--- Supplied data ---
[BEGIN]

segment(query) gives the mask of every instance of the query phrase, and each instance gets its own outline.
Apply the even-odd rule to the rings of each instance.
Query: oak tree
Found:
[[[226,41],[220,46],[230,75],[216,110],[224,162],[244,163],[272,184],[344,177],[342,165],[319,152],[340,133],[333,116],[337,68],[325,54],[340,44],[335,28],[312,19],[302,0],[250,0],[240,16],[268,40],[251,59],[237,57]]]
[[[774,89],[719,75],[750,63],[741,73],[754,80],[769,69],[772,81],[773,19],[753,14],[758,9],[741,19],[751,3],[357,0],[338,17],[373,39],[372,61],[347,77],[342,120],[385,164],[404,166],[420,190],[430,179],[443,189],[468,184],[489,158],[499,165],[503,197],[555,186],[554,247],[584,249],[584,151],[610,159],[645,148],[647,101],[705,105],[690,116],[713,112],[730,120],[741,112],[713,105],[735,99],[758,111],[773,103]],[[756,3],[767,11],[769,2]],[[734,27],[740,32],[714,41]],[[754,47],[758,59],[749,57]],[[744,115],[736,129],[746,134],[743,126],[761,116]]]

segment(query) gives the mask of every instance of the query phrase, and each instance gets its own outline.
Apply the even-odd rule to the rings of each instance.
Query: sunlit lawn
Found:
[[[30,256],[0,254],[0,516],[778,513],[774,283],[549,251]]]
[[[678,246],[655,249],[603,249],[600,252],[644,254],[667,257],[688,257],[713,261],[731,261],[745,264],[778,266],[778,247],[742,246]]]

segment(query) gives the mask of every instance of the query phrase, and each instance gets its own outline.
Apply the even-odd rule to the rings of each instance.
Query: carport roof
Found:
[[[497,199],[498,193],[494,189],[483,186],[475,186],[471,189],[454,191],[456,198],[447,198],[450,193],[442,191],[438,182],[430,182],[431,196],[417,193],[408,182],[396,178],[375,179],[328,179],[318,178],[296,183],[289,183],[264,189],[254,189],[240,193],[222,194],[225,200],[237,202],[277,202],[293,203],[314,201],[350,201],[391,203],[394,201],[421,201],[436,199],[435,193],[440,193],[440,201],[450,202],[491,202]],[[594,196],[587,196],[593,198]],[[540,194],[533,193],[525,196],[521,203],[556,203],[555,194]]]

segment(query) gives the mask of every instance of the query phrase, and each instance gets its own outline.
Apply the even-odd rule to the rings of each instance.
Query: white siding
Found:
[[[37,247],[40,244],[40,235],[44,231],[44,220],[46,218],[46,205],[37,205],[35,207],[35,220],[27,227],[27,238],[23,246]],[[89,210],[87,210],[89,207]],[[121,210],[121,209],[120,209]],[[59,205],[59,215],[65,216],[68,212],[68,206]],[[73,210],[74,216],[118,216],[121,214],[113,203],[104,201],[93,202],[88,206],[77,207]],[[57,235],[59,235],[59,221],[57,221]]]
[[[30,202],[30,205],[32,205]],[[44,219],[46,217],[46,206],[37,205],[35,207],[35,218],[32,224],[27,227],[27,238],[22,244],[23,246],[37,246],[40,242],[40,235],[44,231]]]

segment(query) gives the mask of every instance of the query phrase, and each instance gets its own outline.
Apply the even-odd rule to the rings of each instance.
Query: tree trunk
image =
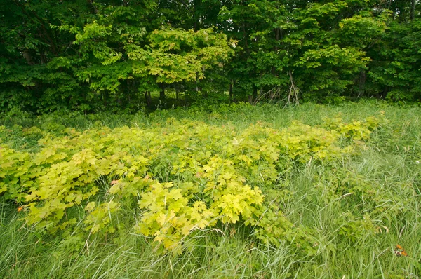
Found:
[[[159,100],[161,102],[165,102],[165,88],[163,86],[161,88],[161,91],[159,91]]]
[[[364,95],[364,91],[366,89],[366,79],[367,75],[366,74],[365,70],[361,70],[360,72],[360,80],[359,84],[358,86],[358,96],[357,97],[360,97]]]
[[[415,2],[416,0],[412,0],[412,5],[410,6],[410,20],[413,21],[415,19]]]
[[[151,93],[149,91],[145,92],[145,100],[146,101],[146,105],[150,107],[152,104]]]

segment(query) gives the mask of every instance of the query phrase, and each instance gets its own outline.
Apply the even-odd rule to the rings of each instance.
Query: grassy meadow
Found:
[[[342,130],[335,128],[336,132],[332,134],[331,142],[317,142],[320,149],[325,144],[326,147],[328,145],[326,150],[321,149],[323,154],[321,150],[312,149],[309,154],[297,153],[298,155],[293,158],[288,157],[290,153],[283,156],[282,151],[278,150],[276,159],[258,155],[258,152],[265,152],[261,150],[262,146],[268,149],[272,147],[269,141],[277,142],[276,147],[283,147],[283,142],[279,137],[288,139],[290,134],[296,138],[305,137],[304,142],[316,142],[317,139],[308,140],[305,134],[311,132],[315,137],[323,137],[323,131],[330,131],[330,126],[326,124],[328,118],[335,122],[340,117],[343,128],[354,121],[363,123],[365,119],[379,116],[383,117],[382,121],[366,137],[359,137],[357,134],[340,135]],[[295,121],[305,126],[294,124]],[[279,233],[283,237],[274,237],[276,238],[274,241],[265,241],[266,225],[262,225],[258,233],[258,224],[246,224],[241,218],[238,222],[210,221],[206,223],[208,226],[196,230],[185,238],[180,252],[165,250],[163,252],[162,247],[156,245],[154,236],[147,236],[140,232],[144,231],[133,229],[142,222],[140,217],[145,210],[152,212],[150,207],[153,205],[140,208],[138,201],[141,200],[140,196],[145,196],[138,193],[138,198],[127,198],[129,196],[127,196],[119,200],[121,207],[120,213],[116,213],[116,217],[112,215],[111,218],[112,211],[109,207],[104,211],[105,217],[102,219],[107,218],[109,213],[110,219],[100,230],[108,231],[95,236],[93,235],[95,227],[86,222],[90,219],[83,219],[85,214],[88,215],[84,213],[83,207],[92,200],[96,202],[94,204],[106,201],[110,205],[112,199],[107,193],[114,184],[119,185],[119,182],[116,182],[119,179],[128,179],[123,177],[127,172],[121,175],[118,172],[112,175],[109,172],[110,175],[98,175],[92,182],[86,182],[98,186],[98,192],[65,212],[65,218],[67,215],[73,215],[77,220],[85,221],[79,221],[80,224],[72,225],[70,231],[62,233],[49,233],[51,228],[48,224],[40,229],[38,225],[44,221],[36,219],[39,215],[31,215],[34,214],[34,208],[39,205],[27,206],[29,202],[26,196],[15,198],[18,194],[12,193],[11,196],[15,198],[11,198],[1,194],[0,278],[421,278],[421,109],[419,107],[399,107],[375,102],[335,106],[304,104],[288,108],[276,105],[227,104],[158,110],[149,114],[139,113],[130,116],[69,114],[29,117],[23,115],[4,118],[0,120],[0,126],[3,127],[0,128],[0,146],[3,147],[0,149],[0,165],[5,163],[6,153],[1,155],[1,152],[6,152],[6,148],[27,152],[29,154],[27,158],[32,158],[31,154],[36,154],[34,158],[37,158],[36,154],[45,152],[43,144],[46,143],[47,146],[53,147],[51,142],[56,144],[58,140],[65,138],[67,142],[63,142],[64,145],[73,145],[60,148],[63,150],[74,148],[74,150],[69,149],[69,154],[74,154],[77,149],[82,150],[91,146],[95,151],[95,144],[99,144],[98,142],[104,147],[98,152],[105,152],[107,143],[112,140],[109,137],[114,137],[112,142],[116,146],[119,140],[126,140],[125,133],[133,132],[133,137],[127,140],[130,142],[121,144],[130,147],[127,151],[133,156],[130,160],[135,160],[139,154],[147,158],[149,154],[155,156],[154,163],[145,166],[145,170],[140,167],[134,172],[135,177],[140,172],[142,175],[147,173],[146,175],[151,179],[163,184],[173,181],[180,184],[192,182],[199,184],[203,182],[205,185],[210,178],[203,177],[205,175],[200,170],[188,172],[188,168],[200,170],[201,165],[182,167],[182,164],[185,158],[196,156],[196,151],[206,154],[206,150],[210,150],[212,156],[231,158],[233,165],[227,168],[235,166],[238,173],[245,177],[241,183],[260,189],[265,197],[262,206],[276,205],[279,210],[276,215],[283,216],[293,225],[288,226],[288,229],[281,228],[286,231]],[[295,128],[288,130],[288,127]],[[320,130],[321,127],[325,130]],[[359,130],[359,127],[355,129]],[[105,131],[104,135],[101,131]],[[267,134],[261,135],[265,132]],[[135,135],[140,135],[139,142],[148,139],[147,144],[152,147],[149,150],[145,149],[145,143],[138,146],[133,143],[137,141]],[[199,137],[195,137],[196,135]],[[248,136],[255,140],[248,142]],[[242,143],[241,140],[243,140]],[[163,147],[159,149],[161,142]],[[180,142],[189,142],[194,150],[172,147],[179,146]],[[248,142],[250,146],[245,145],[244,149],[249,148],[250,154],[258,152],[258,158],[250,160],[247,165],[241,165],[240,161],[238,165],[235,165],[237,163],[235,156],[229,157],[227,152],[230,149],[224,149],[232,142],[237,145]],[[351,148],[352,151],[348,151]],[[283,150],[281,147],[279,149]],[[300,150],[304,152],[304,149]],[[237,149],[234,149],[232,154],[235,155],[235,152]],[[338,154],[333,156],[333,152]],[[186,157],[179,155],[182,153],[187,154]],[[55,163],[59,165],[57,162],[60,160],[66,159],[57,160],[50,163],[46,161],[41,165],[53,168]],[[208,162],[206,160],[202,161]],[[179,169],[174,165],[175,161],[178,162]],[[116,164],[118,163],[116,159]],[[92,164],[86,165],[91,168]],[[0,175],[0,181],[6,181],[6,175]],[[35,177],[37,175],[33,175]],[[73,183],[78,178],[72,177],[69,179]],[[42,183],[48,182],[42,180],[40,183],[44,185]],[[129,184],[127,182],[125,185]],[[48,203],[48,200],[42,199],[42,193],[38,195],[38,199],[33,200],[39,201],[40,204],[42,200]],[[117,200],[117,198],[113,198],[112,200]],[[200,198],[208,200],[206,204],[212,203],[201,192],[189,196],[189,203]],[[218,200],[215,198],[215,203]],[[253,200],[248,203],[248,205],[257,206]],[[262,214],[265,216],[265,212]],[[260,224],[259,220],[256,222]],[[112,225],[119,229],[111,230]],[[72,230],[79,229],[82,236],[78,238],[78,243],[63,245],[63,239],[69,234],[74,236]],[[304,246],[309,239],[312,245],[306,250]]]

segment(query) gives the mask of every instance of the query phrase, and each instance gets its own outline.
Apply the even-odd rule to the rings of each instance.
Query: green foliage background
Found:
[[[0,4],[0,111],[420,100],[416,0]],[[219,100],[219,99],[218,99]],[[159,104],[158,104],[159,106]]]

[END]
[BEGIN]

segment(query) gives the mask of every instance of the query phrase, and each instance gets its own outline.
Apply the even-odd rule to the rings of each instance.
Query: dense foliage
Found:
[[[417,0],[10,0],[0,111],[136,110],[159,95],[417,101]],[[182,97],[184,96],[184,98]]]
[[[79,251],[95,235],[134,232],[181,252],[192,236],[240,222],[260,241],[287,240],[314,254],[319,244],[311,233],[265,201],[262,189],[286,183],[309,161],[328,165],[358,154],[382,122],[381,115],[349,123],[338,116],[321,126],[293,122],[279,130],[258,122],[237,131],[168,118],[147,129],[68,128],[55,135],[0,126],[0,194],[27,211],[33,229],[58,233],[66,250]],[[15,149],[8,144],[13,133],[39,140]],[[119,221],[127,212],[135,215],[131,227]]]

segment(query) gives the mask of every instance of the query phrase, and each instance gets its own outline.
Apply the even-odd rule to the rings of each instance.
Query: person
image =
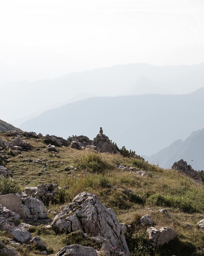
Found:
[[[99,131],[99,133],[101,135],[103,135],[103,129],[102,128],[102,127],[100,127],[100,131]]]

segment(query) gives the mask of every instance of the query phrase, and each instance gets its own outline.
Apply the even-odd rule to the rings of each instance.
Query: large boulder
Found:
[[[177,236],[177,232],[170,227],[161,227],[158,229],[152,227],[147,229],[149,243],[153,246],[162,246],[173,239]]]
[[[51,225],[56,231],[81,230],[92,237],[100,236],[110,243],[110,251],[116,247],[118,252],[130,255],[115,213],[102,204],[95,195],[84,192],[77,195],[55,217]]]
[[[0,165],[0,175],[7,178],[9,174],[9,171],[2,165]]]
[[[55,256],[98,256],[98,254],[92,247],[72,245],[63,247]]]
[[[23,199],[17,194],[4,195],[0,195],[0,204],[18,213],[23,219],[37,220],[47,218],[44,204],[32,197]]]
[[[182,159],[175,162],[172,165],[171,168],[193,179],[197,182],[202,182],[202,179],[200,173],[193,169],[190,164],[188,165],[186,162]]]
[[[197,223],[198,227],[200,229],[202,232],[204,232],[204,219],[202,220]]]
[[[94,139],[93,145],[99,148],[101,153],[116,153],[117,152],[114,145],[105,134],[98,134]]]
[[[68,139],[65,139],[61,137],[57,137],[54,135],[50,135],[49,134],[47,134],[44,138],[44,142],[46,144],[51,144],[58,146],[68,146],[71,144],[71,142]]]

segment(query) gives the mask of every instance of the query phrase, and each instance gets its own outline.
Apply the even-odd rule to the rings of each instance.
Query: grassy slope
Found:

[END]

--- Your task ---
Which lines in the listing above contain the word "foliage"? Pull each of them out in full, and treat uppercase and lowercase letters as different.

--- Full output ---
Query: green foliage background
Query: dense foliage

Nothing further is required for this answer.